Predictive models underpin many trading systems. In this post, I discuss the application to the emerging world of crypto futures.
Tradery Labs
I recently had the pleasure of doing some advisory and coaching work with a startup called Tradery Labs.
Tradery Labs is bringing futuristic predictive-modeling techniques into a highly honed system that will democratize the use of predictive algorithmic trading. The company’s goal is to give an investor the tools needed to build and test their own algorithms without the need for data scientists and programmers. More on that in a future post.
I recently sat down with Tradery’s head of modeling, Angel Aponte, to talk shop about his latest models in crypto futures.
Some Background on Bitcoin Futures
Unlike stocks where you can “sell short” and bet against the value of a stock, there is no concept of “selling short” actualbitcoin, you can only buy it or not hold it. The futures market for bitcoin changed all of that in 2017 and enabled traders to financially take a positive or negative position on bitcoin. These bitcoin futures enable traders to align their investment with their view on where bitcoin is headed. That is, traders sell futures when they expect bitcoin to decline and traders buy futures when they expect bitcoin to increase.
What are the goals of latest Tradery Labs algorithm?
Tradery has some lofty goals: the current algorithm targets a 50% annual return on investment and tries to achieve the following objectives:
- Beat a buy and hold on the base asset
- Have more winning months than losing months
- The largest winning month needs to be bigger than the largest losing month
- Worst case drawdown (singular decline in value) of 20%
- Make money when the market goes up and when it goes down
- Product profit overall
Like all predictive model builders, Tradery is in continuous improvement mode. The model never gets to perfection. In financial markets, this is especially important because the volatility of markets creates opportunities for new trends with new causes to develop that new information can be used to retrain a predictive model to improve its accuracy.
Testing Models
Predictive modelers always test different approaches to achieve their objectives. Tradery tested both statistical and deep learning methods for this latest project. Statistical techniques use mathematical models to predict outcomes, while deep learning methods use an algorithm to learn from the available data to make predictions. Both techniques have a rich ecosystem of free software libraries that enable flexible model building. The key is to have reliable, reproducible tests, that you can iterate over quickly, and then validate those results in the real world. All strategies that test successfully need to be followed by months of real-world results, before trading them live with real money at stake.
Testing does not necessarily produce clear cut winning models. Modern techniques are so advanced that the top models are usually comparable. Tradery finds that models vary in deciding when to put capital at risk and then de-risk (ie, buying and selling). Some techniques do better in uptrends, some do better in downtrends, and some perform best when the market trading in a range (i.e., generally moving sideways). Over a period of time, these are the only three options that a market can be in, which makes choosing on a small differences between models challenging. In this exercise, Tradery’s winning model is based on statistical techniques, not deep learning, which might be a surprise to people.
Model Performance
Tradery backtests its model using historical data that the model has never seen before to see how well it does in its predictions. This means that the model gets tested using data it has never seen before and its ability to make predictions is repeatedly tested to rate how well it will perform in real life.

+===+

## DIRECTIONS:
1 > Reproduce the crypto futures article from "Predictive models underpin" up to and including "a future post.", substituting "consulting" for "advisory".
2 > Write the next part of the crypto futures article, picking up after its final sentence.
The data below come from a source unrelated to the crypto futures article.

## INFORMATION SHOWN:
+===+

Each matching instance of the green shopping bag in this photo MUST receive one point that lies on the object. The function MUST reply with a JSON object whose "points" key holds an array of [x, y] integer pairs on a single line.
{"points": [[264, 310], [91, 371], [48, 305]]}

+===+

## RESPONSES IN ORDER:
1 >
Predictive models underpin many trading systems. In this post, I discuss the application to the emerging world of crypto futures.
Tradery Labs
I recently had the pleasure of doing some consulting and coaching work with a startup called Tradery Labs.
Tradery Labs is bringing futuristic predictive-modeling techniques into a highly honed system that will democratize the use of predictive algorithmic trading. The company’s goal is to give an investor the tools needed to build and test their own algorithms without the need for data scientists and programmers. More on that in a future post.

2 >
The picture below shows how the model has done in backtesting. You can see that the model performed very well predicting the outcomes using data it had never seen before. Green bubbles and dotted lines means good, while read means bad.
Notice the outsized winning trades and the lack of outsized losers at the top of the picture. Those are the upward pointing green arrow heads. There are two in particular that are well above the mixed green and red arrows that are in a tight range. Those two arrow heads show two trades that drove the big uptrends in performance.
In the lower portion of the picture, note the positive returns in green for market movements going up and down. This means the model is picking the right position based on expectations of increasing and decreasing prices.
Also, note that the model positioned the trades incorrectly in a sideways market as shown in red on the left. You can see the red dotted line (zoom in) which shows losses in sideways market movement.
In this data set, the model was not wrong about any big swings, which is why there are no outsized losing trades, as stated earlier. However, this particular model did not make winning decisions when the market moved sideways.
Findings and Takeaways
Angel Aponte provided some insights into important observations from the process.
The market adapts and evolves over time.
Therefore, a model’s performance will degrade over time. In addition, more traders are coming into these emerging futures markets and those new entrants create dynamics that change rapidly. As a result, the team must continually test new models and retrain existing ones.
Another important finding indicates that faster and more frequent trading is not necessarily better.
One might think that high velocity trading is a natural outcome of these kinds of models, but the trading signal that the model seeks can get noisy in short intervals making quick decisions unreliable.
In addition, the cost of commissions is an important factor when trading algorithmically. You can have a highly accurate model that loses money on the trading commissions, so including that cost in back tests is important. This is another costs that works against high-velocity trading. A model needs to cover its transaction costs to be successful.
Visit Tradery Labs here.
See my posting on Survival Regression.
See my posting on Operations Research and Data Science.
FAQs about this Blog Post
- What is the primary objective of Tradery Labs’ latest algorithm in crypto futures trading? Tradery Labs aims for a 50% annual return on investment with its latest algorithm. The algorithm strives to surpass a simple buy and hold strategy, maintain more winning months than losing ones, ensure the largest winning month exceeds the largest losing month, limit the worst-case drawdown to 20%, and generate profits regardless of market direction—whether it’s bullish, bearish, or sideways.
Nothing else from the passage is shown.